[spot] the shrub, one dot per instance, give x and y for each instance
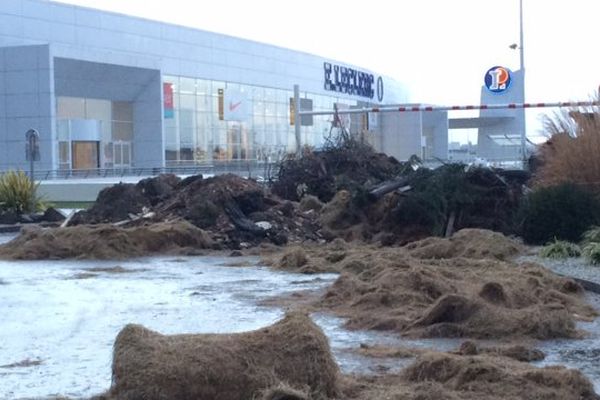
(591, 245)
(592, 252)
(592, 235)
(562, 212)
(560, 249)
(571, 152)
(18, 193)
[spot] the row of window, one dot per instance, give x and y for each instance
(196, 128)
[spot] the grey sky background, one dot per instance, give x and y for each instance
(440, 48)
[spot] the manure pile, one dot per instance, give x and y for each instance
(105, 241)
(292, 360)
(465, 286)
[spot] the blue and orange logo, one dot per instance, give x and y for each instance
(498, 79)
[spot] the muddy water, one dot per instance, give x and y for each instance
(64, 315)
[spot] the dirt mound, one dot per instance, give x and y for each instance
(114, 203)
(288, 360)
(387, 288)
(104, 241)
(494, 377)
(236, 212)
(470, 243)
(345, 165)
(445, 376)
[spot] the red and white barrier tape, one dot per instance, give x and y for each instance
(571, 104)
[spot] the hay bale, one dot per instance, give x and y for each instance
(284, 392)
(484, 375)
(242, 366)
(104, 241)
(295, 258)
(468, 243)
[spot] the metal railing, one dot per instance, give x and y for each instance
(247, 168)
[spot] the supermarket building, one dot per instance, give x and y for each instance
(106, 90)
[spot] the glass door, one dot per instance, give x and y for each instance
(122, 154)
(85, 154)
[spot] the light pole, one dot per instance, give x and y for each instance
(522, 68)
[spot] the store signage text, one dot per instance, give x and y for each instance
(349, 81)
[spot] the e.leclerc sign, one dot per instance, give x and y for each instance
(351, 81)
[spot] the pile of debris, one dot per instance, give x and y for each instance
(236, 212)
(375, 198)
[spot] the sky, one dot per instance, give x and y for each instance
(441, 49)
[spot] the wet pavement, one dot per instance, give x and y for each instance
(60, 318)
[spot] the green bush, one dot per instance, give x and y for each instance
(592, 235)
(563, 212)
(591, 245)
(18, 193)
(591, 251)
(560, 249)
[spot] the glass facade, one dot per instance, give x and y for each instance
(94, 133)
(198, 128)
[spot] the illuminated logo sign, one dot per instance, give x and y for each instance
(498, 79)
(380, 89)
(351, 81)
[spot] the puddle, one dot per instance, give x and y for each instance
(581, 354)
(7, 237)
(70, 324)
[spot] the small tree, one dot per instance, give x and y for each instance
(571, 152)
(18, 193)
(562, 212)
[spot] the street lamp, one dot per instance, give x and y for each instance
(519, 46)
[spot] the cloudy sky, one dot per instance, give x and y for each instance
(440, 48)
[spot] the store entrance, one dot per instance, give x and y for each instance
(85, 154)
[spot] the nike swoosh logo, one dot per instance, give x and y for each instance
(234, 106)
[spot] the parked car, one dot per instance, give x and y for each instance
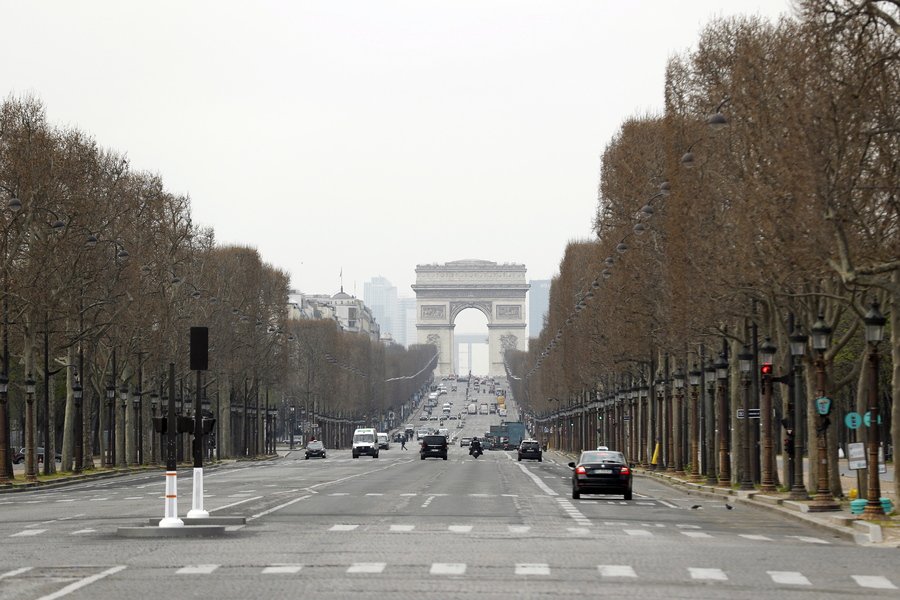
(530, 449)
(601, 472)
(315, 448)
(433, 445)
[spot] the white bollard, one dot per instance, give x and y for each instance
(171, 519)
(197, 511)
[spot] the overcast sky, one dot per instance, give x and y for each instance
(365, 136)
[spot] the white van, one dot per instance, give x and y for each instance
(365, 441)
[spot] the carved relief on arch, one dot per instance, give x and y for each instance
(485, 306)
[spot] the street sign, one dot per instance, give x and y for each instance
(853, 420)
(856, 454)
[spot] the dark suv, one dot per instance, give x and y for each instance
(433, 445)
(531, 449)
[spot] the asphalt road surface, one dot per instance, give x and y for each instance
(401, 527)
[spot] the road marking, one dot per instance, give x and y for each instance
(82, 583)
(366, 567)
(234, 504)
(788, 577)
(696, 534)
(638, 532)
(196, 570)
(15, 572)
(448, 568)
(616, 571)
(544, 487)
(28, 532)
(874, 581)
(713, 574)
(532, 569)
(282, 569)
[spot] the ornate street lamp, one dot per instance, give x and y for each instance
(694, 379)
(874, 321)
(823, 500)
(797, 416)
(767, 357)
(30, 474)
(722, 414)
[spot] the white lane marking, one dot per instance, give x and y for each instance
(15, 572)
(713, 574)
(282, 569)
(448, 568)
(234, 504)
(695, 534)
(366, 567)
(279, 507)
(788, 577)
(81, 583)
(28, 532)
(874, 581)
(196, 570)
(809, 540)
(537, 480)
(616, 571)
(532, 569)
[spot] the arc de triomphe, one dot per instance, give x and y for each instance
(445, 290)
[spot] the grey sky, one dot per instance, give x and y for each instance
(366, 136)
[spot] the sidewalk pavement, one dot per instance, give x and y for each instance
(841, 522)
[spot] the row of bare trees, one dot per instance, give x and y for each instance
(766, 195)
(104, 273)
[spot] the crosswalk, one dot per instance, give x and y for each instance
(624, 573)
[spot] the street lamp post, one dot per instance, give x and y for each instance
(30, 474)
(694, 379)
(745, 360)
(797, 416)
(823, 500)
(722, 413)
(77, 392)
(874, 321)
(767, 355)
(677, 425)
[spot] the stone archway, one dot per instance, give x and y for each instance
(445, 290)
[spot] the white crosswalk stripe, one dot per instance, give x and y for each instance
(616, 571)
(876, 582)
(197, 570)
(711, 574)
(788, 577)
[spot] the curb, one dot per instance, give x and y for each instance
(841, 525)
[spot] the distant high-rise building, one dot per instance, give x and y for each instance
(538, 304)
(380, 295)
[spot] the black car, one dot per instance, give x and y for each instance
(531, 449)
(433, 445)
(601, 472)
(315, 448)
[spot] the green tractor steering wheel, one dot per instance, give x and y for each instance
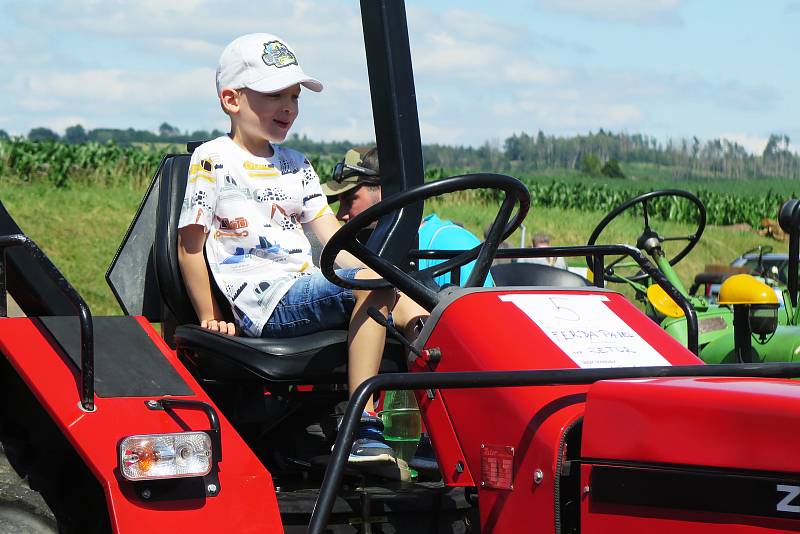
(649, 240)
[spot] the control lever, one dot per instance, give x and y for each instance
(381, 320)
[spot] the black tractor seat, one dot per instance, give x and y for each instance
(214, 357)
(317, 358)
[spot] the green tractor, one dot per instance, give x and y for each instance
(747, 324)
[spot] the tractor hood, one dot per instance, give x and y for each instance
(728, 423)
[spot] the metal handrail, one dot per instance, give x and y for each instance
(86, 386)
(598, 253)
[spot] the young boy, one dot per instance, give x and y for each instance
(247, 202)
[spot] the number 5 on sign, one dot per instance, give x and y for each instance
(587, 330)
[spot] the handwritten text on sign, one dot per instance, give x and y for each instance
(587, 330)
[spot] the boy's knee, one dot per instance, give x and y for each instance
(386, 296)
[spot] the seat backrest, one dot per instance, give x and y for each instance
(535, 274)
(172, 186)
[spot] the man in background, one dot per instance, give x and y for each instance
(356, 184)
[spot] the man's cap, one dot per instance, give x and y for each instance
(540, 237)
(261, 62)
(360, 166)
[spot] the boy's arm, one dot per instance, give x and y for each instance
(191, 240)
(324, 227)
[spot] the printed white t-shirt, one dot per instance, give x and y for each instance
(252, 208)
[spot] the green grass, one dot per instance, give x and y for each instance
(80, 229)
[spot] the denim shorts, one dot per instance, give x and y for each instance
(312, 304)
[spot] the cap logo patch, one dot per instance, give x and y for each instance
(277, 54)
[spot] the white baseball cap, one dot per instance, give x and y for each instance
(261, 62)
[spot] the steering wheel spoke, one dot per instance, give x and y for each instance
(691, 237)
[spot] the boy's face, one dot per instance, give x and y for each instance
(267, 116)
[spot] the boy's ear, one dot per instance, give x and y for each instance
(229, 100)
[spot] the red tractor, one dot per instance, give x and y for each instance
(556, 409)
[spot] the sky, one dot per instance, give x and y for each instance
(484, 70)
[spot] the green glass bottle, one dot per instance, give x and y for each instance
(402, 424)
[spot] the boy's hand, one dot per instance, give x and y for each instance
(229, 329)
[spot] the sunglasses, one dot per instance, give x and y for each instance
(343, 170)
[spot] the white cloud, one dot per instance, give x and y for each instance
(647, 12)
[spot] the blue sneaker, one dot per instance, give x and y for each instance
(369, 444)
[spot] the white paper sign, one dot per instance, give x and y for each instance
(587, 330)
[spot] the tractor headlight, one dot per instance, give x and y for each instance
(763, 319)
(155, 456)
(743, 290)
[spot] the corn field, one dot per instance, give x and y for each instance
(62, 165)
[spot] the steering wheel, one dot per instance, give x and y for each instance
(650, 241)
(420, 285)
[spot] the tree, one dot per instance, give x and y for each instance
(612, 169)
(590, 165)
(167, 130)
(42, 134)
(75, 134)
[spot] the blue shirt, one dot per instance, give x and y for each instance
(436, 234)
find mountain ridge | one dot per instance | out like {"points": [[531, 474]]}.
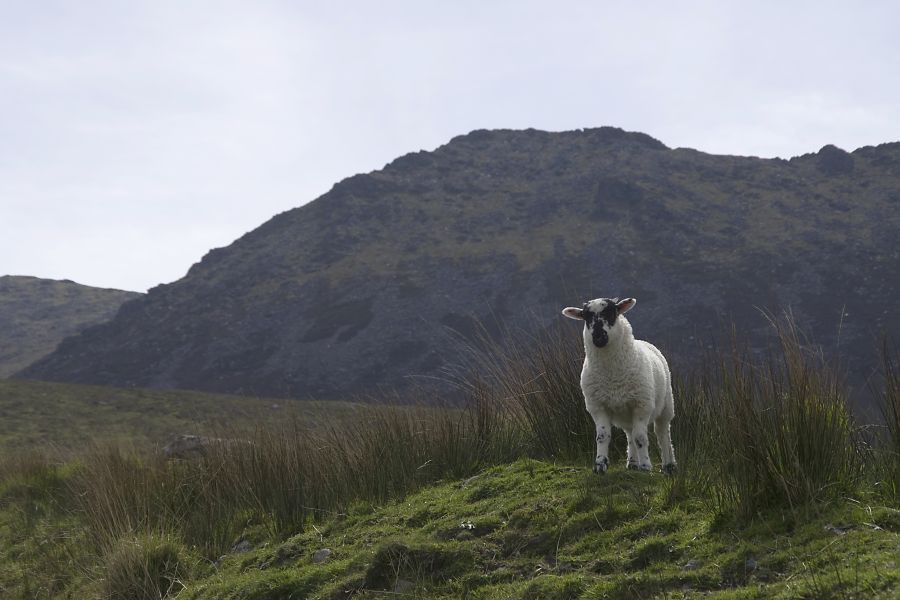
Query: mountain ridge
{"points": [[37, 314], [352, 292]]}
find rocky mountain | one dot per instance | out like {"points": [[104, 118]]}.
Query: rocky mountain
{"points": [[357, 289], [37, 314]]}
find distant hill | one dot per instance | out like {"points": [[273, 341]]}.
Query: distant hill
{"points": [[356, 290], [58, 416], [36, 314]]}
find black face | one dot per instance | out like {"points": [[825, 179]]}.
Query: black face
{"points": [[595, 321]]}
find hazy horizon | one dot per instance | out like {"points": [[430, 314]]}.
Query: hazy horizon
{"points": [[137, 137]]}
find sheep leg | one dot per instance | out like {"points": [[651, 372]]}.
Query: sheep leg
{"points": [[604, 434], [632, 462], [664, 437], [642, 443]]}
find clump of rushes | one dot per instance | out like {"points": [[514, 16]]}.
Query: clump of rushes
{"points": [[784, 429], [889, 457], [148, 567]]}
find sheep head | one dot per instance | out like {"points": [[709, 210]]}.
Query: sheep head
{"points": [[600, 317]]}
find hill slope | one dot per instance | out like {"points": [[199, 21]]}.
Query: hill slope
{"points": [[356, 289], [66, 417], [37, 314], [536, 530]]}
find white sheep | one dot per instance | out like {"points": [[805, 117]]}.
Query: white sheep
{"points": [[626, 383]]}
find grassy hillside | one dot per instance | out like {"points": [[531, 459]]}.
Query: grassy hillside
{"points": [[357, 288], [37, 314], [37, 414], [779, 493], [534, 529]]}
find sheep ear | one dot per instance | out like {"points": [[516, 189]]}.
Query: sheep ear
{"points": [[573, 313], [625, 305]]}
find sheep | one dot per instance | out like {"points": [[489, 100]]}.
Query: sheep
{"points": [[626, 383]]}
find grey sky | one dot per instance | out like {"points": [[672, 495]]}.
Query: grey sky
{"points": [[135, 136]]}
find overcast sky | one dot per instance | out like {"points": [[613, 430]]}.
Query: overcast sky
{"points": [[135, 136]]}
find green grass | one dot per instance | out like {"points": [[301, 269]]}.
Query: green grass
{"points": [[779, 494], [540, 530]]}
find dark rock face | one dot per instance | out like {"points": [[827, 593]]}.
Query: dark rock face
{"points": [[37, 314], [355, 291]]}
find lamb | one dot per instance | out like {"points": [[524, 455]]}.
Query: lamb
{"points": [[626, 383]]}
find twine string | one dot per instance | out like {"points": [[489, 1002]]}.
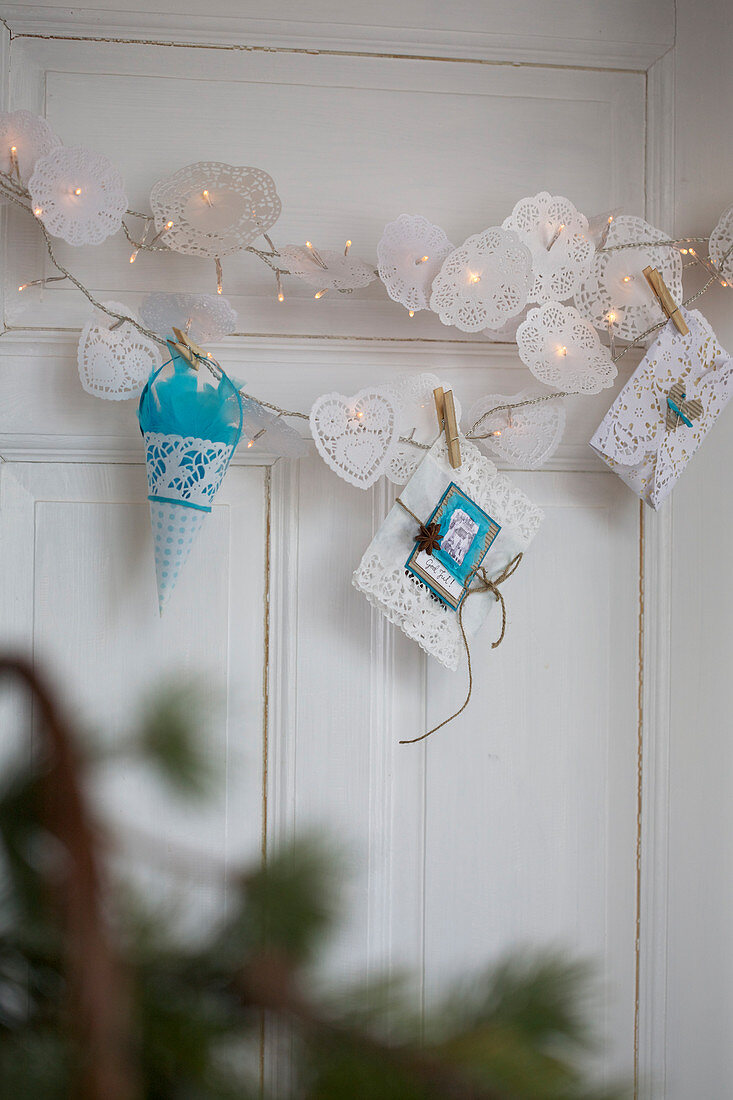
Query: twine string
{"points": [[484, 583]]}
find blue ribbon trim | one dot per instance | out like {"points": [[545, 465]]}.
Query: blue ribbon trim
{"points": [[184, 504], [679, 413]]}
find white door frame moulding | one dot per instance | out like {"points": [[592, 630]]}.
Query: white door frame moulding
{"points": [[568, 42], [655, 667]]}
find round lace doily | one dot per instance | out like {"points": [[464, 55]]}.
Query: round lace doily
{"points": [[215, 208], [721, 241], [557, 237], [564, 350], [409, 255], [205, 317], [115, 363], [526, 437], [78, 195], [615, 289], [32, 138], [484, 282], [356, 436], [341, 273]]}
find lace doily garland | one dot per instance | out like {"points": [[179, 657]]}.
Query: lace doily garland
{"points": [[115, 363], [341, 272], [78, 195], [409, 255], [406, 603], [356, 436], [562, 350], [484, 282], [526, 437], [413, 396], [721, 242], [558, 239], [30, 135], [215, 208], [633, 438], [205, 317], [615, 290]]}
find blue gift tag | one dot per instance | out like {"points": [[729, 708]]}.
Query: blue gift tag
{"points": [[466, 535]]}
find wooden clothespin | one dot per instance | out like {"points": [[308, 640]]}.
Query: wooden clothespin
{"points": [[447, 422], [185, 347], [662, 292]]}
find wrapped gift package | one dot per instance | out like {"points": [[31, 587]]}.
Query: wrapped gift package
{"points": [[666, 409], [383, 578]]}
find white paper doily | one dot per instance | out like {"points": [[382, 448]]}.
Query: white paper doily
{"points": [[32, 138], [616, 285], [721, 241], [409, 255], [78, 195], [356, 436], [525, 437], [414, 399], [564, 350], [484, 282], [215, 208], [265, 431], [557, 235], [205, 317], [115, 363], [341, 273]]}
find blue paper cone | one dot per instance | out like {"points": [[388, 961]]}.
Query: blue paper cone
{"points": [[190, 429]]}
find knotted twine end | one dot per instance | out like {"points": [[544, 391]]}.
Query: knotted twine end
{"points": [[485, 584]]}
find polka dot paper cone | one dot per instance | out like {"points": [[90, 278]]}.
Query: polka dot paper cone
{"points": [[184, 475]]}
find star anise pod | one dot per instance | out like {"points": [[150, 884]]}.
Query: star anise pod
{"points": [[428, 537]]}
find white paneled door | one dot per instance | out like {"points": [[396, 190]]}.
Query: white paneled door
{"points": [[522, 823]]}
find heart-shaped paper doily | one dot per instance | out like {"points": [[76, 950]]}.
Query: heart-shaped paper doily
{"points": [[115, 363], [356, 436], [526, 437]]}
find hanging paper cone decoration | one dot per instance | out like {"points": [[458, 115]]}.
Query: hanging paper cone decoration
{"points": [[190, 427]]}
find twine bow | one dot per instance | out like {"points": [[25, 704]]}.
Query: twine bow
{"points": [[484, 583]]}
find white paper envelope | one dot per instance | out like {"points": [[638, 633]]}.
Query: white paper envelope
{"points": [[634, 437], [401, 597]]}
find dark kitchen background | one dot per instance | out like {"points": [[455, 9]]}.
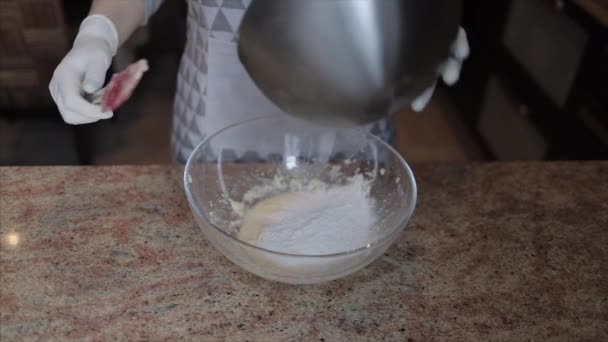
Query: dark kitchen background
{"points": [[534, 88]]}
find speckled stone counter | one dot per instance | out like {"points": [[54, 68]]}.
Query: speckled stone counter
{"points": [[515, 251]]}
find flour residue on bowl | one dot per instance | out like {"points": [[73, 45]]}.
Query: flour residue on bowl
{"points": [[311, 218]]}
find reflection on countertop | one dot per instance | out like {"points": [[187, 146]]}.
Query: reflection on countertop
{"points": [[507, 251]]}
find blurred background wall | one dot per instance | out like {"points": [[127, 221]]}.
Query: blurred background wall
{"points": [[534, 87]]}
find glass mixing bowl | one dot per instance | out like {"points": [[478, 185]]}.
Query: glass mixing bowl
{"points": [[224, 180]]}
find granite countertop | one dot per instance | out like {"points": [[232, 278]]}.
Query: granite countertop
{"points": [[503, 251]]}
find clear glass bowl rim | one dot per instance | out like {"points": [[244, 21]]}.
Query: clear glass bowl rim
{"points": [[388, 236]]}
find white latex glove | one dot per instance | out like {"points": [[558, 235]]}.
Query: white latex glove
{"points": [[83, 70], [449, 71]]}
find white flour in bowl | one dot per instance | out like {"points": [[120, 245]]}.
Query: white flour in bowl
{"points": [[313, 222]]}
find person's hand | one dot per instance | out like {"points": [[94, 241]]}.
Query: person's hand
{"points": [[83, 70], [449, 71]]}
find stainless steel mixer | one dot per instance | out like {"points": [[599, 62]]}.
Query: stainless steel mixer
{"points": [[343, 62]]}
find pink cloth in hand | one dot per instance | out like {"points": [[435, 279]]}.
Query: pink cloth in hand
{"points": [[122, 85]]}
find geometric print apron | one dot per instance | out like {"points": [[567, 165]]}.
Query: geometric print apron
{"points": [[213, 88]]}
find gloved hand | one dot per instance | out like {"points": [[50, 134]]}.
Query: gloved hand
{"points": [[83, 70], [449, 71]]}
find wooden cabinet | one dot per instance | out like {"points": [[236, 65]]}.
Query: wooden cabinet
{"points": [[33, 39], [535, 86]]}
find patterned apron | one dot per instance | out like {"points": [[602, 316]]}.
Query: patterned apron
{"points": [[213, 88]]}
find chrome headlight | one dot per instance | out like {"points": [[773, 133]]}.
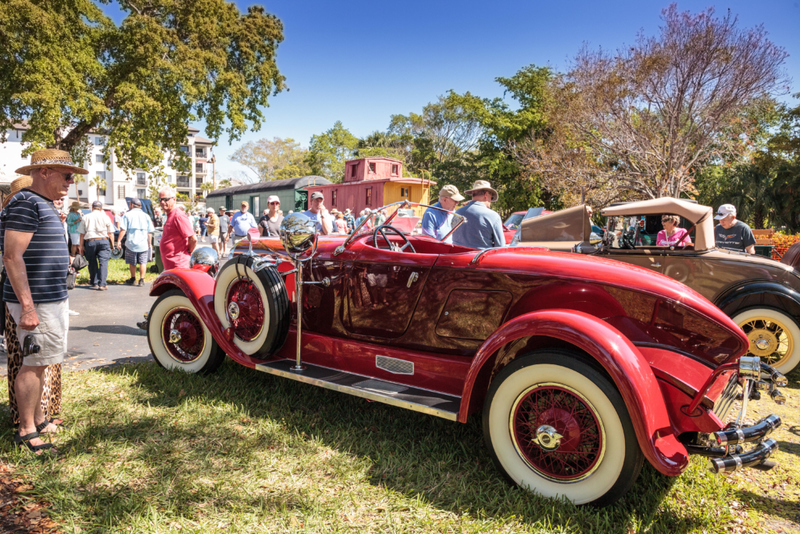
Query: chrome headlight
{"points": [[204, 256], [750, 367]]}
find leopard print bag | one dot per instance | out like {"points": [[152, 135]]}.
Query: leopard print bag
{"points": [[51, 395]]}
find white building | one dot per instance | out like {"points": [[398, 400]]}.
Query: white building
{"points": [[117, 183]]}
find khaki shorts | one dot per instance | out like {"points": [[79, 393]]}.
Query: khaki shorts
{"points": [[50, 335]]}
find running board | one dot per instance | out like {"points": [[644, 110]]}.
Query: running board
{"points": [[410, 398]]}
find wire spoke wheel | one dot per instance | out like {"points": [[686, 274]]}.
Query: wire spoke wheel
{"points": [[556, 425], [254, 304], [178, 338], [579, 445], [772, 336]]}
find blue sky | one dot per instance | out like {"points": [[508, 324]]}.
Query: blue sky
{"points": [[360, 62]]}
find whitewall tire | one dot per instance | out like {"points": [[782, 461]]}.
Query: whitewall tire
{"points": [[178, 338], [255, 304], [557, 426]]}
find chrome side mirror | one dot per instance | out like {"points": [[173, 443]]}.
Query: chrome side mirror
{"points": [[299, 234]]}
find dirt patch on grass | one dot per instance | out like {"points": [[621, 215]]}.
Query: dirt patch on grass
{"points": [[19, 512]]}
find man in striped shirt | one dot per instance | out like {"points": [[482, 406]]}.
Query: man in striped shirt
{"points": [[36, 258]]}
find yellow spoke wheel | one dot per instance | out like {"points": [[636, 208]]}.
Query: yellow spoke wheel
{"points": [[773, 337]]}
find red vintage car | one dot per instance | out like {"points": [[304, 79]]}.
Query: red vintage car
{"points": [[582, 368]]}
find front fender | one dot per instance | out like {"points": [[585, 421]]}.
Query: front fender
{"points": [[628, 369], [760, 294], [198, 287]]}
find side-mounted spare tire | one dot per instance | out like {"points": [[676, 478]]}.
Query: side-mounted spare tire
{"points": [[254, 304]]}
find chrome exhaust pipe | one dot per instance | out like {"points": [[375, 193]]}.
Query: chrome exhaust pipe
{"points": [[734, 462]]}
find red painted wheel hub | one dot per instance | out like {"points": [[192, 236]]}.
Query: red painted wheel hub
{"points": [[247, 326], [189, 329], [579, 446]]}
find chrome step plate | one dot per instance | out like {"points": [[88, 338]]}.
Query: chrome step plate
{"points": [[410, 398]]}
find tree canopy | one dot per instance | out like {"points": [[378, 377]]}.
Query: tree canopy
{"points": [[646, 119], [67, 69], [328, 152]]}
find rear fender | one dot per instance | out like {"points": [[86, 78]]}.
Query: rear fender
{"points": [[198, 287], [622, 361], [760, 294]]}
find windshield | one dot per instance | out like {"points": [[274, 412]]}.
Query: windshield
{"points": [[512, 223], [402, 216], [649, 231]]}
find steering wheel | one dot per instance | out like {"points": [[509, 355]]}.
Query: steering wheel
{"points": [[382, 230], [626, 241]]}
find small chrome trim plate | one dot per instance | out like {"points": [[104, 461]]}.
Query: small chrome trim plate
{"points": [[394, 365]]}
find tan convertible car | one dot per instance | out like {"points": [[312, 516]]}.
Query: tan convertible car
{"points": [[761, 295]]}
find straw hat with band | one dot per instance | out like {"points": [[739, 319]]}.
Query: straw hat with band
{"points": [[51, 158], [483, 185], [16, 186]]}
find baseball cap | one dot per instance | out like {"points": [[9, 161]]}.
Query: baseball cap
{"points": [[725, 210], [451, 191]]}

- **HOW TO COMPLETE THIS TASK**
Copy word for word the span of the records above that begins at the line with "Query: sheep ear" and ends at the line with "find blue ribbon", including those two lines but not the pictures.

- **ANSWER TO THE EXERCISE**
Query: sheep ear
{"points": [[573, 313], [625, 305]]}
find sheep | one dot per instance | out like {"points": [[489, 100]]}.
Query: sheep
{"points": [[626, 383]]}
find grey sky | one dot per instance | out like {"points": [[672, 495]]}.
Query: grey sky
{"points": [[135, 136]]}
find overcast sky | one dot per instance | out like {"points": [[613, 430]]}.
Query: overcast sky
{"points": [[135, 136]]}
find green grass | one dot per instance | out like {"points": [[301, 269]]}.
Query: green grass
{"points": [[779, 494], [540, 530]]}
find dark rock face | one dot per instance | out like {"points": [[827, 593]]}.
Query: dark rock face
{"points": [[37, 314], [355, 291]]}
find lamb | one dot per instance | out like {"points": [[524, 455]]}.
Query: lamb
{"points": [[626, 383]]}
find twine string | one dot per instance | out like {"points": [[489, 1002]]}.
Query: twine string
{"points": [[484, 583]]}
find blue ribbon trim | one dot per instance | out like {"points": [[545, 465]]}.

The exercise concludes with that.